Exercise brief: Can the data below be echoed back word for word?

Material supplied:
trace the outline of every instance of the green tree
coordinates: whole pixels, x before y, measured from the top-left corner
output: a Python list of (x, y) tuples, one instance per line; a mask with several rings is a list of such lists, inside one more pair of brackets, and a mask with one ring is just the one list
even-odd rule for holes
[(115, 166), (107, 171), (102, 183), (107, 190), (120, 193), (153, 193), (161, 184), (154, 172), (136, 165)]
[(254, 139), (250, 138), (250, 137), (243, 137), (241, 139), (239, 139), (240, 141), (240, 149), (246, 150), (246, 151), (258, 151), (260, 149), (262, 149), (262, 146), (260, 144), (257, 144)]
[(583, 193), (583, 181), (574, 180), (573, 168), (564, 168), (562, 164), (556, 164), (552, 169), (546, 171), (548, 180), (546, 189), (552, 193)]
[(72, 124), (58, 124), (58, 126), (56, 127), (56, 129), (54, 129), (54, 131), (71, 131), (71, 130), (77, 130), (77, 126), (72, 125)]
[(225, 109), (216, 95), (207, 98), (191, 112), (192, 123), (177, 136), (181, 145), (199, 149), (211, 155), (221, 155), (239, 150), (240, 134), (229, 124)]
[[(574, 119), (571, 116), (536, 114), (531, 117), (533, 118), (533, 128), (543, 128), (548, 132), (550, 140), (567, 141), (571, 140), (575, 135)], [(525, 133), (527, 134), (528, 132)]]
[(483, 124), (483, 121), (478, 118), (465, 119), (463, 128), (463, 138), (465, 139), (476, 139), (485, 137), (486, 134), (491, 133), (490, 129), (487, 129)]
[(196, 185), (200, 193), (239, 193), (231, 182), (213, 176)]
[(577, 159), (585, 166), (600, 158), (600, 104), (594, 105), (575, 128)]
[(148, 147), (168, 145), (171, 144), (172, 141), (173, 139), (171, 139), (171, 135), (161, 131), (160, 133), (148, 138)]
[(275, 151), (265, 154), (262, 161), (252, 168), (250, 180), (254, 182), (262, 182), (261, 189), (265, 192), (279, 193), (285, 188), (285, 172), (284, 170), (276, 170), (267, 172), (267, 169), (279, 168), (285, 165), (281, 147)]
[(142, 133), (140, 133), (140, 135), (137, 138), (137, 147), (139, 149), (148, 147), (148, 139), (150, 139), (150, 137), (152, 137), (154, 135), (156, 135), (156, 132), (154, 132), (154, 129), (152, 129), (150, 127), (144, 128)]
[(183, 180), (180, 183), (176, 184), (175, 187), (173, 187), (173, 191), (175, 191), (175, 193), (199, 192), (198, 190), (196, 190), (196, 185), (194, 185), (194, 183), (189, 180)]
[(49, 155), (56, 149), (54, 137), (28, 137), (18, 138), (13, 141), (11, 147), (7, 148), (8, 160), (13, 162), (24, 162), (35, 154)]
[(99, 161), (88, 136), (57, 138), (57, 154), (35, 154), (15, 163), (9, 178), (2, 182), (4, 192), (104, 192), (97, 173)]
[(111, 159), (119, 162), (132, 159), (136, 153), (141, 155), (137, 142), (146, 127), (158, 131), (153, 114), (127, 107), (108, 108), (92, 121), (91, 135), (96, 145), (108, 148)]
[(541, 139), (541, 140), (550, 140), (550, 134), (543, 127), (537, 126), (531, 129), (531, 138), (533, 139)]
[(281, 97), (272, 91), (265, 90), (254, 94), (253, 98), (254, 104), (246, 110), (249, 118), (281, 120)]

Task answer:
trace the outline of every instance of the green tree
coordinates: whole pixels, x before y, measured from the top-left corner
output: a Python list of (x, y) tuples, one instance per line; a mask with several rings is a list of such lists, inside one more pair of brackets, and a mask with one ring is just the one list
even-odd rule for holes
[(115, 166), (107, 171), (102, 183), (107, 190), (120, 193), (153, 193), (161, 184), (154, 172), (136, 165)]
[(254, 139), (250, 138), (250, 137), (243, 137), (241, 139), (239, 139), (240, 141), (240, 149), (246, 150), (246, 151), (258, 151), (260, 149), (262, 149), (262, 146), (260, 144), (257, 144)]
[(583, 193), (583, 181), (574, 180), (573, 168), (564, 168), (562, 164), (556, 164), (552, 169), (546, 171), (548, 180), (546, 189), (552, 193)]
[(72, 124), (58, 124), (58, 126), (56, 127), (56, 129), (54, 129), (54, 131), (71, 131), (71, 130), (77, 130), (77, 126), (72, 125)]
[(225, 109), (216, 95), (207, 98), (191, 112), (192, 123), (177, 136), (181, 145), (199, 149), (211, 155), (221, 155), (239, 150), (240, 134), (229, 124)]
[[(574, 119), (571, 116), (536, 114), (531, 117), (533, 118), (533, 128), (543, 128), (548, 132), (550, 140), (567, 141), (571, 140), (575, 135)], [(525, 133), (527, 134), (528, 132)]]
[(483, 124), (483, 121), (478, 118), (465, 119), (463, 128), (463, 138), (465, 139), (476, 139), (485, 137), (486, 134), (491, 133), (490, 129), (487, 129)]
[(196, 185), (200, 193), (239, 193), (231, 182), (213, 176)]
[(577, 159), (585, 166), (600, 158), (600, 104), (594, 105), (575, 128)]
[(148, 147), (168, 145), (171, 144), (172, 141), (173, 139), (171, 139), (171, 135), (161, 131), (160, 133), (148, 138)]
[(275, 151), (265, 154), (262, 161), (252, 168), (250, 180), (254, 182), (262, 182), (261, 189), (265, 192), (279, 193), (285, 188), (285, 172), (284, 170), (276, 170), (267, 172), (267, 169), (279, 168), (285, 165), (281, 147)]
[(142, 133), (140, 133), (140, 135), (137, 138), (137, 147), (139, 149), (148, 147), (148, 139), (150, 139), (150, 137), (152, 137), (154, 135), (156, 135), (156, 132), (154, 132), (154, 129), (152, 129), (150, 127), (144, 128)]
[(183, 180), (180, 183), (176, 184), (175, 187), (173, 187), (173, 191), (175, 191), (175, 193), (199, 192), (198, 190), (196, 190), (196, 185), (194, 185), (194, 183), (189, 180)]
[(49, 155), (56, 149), (54, 137), (28, 137), (18, 138), (13, 141), (11, 147), (7, 148), (8, 160), (13, 162), (24, 162), (35, 154)]
[(99, 161), (88, 136), (57, 138), (57, 154), (35, 154), (15, 163), (9, 178), (2, 182), (4, 192), (104, 192), (97, 173)]
[(111, 159), (119, 162), (132, 159), (136, 153), (141, 155), (137, 142), (146, 127), (158, 131), (153, 114), (127, 107), (108, 108), (92, 121), (91, 135), (96, 145), (108, 148)]
[(541, 139), (541, 140), (550, 140), (550, 134), (543, 127), (537, 126), (531, 129), (531, 138), (533, 139)]
[(281, 97), (272, 91), (265, 90), (254, 94), (253, 98), (254, 104), (246, 110), (249, 118), (281, 120)]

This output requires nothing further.